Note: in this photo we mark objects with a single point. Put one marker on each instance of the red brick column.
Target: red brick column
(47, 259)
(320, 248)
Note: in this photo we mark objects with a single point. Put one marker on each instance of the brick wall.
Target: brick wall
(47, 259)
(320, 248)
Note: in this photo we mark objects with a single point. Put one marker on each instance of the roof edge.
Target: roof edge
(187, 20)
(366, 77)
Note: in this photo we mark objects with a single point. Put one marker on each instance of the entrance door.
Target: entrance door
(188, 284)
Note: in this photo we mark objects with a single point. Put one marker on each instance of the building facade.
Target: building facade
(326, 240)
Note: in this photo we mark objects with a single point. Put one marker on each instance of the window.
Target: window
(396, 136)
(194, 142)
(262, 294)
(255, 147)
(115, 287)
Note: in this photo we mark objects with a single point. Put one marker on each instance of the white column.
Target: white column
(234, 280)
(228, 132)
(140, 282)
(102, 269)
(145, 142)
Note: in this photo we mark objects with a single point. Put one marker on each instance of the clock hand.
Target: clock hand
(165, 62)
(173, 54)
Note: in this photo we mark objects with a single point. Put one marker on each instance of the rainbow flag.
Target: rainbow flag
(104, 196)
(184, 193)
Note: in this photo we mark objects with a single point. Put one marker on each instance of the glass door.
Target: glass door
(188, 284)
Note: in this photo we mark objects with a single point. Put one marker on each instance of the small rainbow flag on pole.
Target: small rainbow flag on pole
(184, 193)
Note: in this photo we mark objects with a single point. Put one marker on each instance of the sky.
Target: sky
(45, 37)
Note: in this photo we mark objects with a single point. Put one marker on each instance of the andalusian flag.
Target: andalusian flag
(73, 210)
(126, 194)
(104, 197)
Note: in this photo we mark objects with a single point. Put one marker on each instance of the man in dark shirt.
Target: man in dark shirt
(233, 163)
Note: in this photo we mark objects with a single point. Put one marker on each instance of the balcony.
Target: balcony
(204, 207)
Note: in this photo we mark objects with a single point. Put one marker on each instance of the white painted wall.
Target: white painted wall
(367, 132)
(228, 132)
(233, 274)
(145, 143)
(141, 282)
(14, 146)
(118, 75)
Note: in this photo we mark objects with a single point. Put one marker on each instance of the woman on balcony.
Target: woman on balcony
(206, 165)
::::::::::
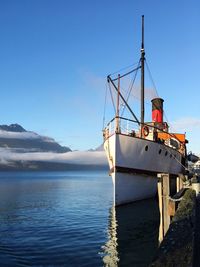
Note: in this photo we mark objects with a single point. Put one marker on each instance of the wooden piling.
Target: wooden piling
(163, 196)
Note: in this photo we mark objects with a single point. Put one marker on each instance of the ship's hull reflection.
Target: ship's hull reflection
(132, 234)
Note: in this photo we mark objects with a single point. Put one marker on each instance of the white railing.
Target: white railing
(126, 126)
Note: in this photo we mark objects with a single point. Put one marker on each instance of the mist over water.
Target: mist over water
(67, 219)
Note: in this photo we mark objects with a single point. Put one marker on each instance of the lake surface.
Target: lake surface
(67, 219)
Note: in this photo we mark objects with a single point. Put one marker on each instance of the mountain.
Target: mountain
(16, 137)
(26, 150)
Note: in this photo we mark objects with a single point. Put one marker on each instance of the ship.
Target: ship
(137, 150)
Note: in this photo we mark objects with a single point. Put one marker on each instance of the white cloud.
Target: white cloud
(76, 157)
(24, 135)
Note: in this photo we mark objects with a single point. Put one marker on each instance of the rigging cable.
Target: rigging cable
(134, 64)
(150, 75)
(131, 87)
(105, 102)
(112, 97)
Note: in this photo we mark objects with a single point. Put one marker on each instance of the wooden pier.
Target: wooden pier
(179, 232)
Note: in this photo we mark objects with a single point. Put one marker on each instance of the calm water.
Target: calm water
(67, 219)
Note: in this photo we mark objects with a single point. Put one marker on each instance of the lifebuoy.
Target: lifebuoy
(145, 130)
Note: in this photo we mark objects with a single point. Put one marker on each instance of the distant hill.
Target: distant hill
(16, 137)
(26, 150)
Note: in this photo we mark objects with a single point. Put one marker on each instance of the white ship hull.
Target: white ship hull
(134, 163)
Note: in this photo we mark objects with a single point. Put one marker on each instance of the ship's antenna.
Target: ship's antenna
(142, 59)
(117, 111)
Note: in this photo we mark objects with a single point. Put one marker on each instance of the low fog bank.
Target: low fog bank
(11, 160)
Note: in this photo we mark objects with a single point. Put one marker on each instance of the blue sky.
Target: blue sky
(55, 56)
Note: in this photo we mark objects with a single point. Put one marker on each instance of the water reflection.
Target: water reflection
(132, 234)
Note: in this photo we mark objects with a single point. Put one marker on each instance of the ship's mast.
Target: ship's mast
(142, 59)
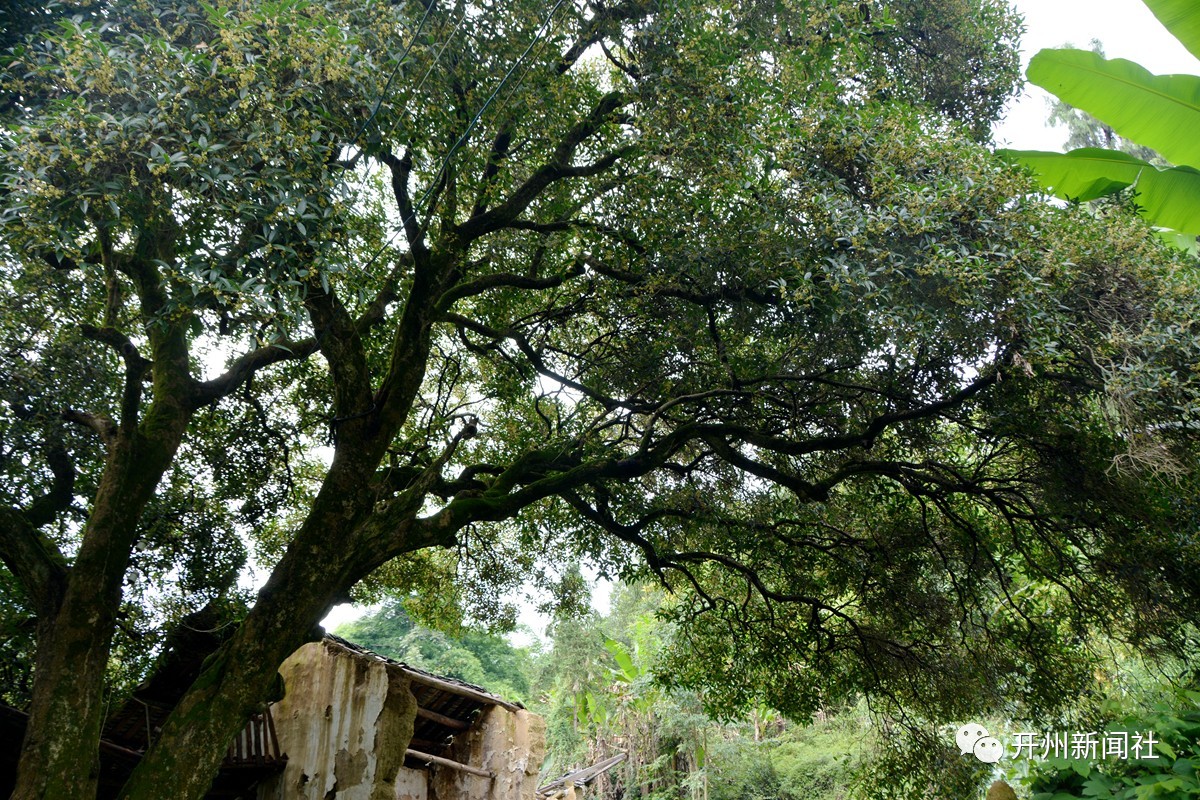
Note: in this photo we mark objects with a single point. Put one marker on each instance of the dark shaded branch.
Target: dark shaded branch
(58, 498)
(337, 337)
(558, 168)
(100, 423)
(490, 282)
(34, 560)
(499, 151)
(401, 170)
::::::::::
Determine how many lines in the items above contain the string "surface", treating uppercase and lowercase letters as distinct. Provide only that number.

2